◆ **Required action A**
Transcribe the rows exactly, starting at their beginning and ending at the line that contains "negative clicks: (67, 66) (198, 361)". Omit the pictures from your answer.

Living in a Free Society in Louisiana: When Are You Resisting an Officer by Failing to Provide Your Name?
Blog post written by Attorney Philip B. Adams.
When are you required to give your name under Louisiana law to a law enforcement officer? La. 14:108 (A) & (B)(1)(c) contain statutory language criminalizing a failure to provide one’s name to a law enforcement officer under certain conditions. To be found guilty of Resisting an Officer for Failure to Provide a Name under La. 14:108 (A) & (B)(1)(c), the government must prove the essential elements of the crime beyond a reasonable doubt. Proof beyond a reasonable doubt requires the highest level of proof in our legal system, and close scrutiny must be paid to any case involving an alleged failure to give one’s name to a law enforcement officer. Cases falling under 14:108 (A) & (B)(1)(c) involve wide-ranging implications for the First and Fourth Amendment rights of citizens of a free state.

◆ **Dataset records**

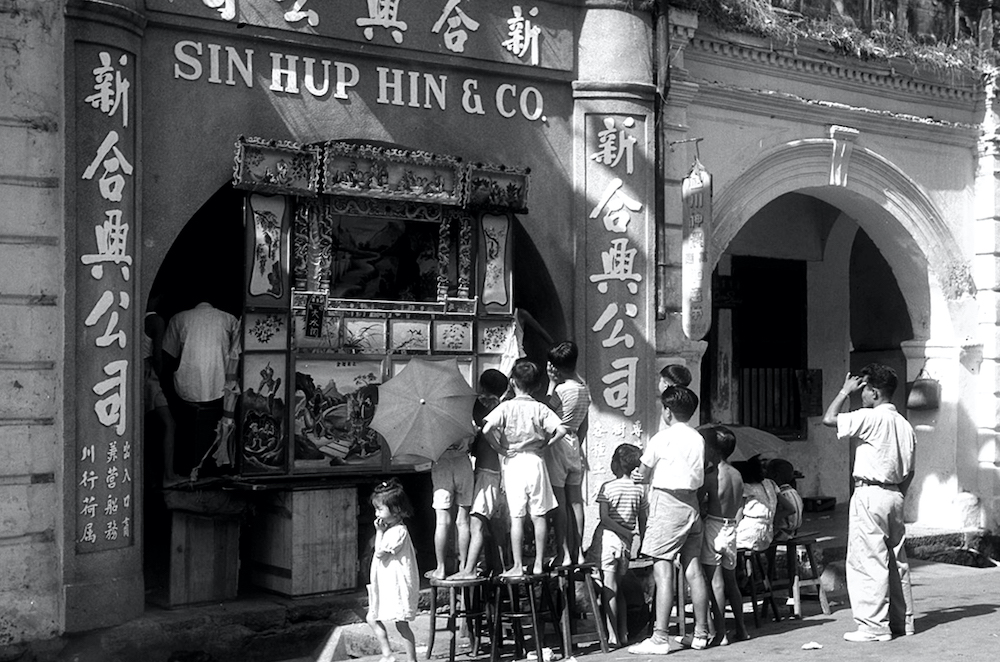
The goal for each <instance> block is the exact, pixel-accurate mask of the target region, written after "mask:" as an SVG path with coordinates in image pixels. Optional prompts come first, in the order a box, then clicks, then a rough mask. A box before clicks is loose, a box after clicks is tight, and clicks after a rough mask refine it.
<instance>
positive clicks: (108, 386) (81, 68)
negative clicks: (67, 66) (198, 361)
mask: <svg viewBox="0 0 1000 662" xmlns="http://www.w3.org/2000/svg"><path fill="white" fill-rule="evenodd" d="M75 54H76V57H75V59H74V62H75V76H76V81H75V86H74V88H73V89H75V90H78V91H79V92H78V96H77V98H76V99H74V100H73V106H74V113H75V115H76V130H75V132H74V133H73V135H74V136H75V140H76V150H75V152H76V154H77V155H79V156H78V158H77V160H76V168H75V172H74V173H73V176H74V177H76V186H75V191H76V201H75V202H76V204H75V209H76V223H77V227H76V232H75V236H76V248H75V252H76V256H77V257H76V260H75V264H76V266H75V281H76V291H75V292H74V293H73V294H74V299H75V300H76V301H77V302H78V303H77V305H78V315H77V320H78V322H79V328H78V330H77V332H76V354H75V364H76V378H77V380H78V381H79V383H80V388H79V389H78V392H79V393H80V398H81V399H80V401H79V402H78V406H77V407H76V414H75V415H76V449H75V451H76V453H75V454H76V463H75V466H74V467H73V471H74V472H75V478H74V481H75V483H76V491H75V495H74V501H75V516H76V527H75V528H76V534H75V541H74V542H75V548H76V551H77V552H78V553H89V552H97V551H104V550H109V549H118V548H122V547H128V546H132V545H134V544H135V543H134V541H135V528H134V522H135V500H134V495H135V480H136V475H135V469H136V461H135V449H136V444H137V441H138V439H139V431H138V430H137V429H136V420H137V417H136V407H137V406H141V402H134V401H133V396H135V395H137V394H138V393H139V390H138V388H136V385H137V379H138V376H139V375H141V374H142V365H137V364H136V362H135V360H134V357H137V356H138V355H139V352H138V350H137V349H136V346H137V345H138V343H139V338H138V337H136V336H135V334H134V333H133V330H134V329H135V328H136V323H135V308H136V306H137V305H138V304H139V302H138V301H136V300H135V278H134V276H135V270H134V268H133V267H134V264H133V260H134V257H133V256H134V255H135V232H134V230H135V228H136V186H135V184H136V182H135V179H136V175H137V173H136V172H135V170H136V163H137V154H136V140H135V131H136V126H135V112H134V109H135V108H134V103H135V97H134V94H133V92H134V90H133V89H132V84H133V81H135V73H136V71H135V61H136V60H135V54H134V53H131V52H127V51H124V50H121V49H118V48H113V47H109V46H100V45H96V44H90V43H80V44H78V45H77V49H76V51H75Z"/></svg>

◆ **Required action B**
Restate word for word the part of the post on refusing to give your name to an officer in Louisiana, starting at "When are you required" and ending at "a free state.".

◆ **Answer A**
The goal for each <instance> block is the exact, pixel-accurate mask of the target region, written after "mask:" as an SVG path with coordinates in image pixels. Optional prompts come first, in the order a box, then clicks, then a rough mask. A box before clicks is loose, a box after clicks is tight, and clicks after a rough mask refine it.
<instance>
positive clicks: (108, 386) (81, 68)
negative clicks: (67, 66) (198, 361)

◆ **Answer B**
When are you required to give your name under Louisiana law to a law enforcement officer? La. 14:108 (A) & (B)(1)(c) contain statutory language criminalizing a failure to provide one’s name to a law enforcement officer under certain conditions. To be found guilty of Resisting an Officer for Failure to Provide a Name under La. 14:108 (A) & (B)(1)(c), the government must prove the essential elements of the crime beyond a reasonable doubt. Proof beyond a reasonable doubt requires the highest level of proof in our legal system, and close scrutiny must be paid to any case involving an alleged failure to give one’s name to a law enforcement officer. Cases falling under 14:108 (A) & (B)(1)(c) involve wide-ranging implications for the First and Fourth Amendment rights of citizens of a free state.